*Required work*: Go through the listing below and repeat it exactly, dropping the pictures.

*Dataset entries*:
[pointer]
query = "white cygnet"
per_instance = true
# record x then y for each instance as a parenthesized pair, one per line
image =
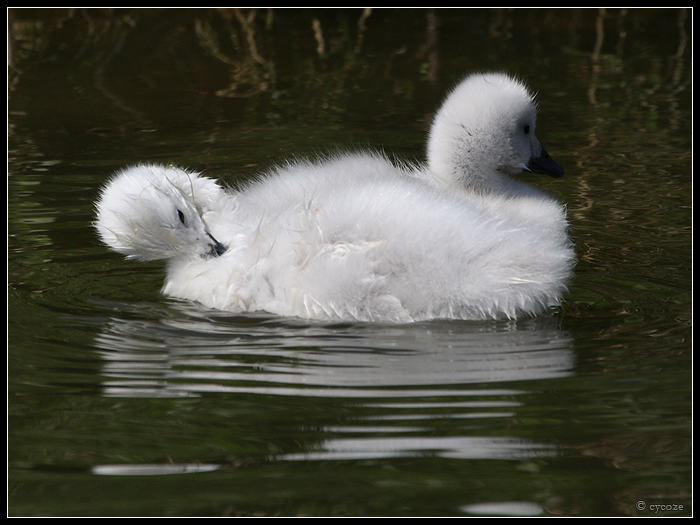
(355, 237)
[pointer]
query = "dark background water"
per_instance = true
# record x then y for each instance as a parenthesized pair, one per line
(123, 402)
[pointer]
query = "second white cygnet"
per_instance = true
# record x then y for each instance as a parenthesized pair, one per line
(356, 237)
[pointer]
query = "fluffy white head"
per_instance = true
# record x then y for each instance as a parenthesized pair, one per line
(153, 212)
(485, 128)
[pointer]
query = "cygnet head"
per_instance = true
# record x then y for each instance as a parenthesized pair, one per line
(484, 131)
(156, 212)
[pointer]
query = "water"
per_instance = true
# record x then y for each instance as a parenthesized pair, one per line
(124, 403)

*Response*:
[pointer]
query = "white cygnet"
per_instance = true
# record x then y for each instance as a parenthesized pair, one per line
image =
(355, 237)
[pointer]
query = "dark background water"
per_instance = true
# record x then y for each instance as a parenthesized pair, one per line
(123, 402)
[pointer]
query = "second white cygnet"
per_instance = true
# record x then y for each instance as a parenthesized pair, one per line
(356, 237)
[pointer]
query = "fluffy white head"
per_instance = true
# record x then y for each instance as a parenthesized pair, one per line
(153, 212)
(485, 128)
[pointer]
query = "cygnet head"
per_instance = true
# record x then y for each instance as a parenthesized pair, one per line
(484, 131)
(156, 212)
[pointer]
query = "water"
per_instance = true
# record x then y for each instance as a parenthesized pair, one per line
(124, 403)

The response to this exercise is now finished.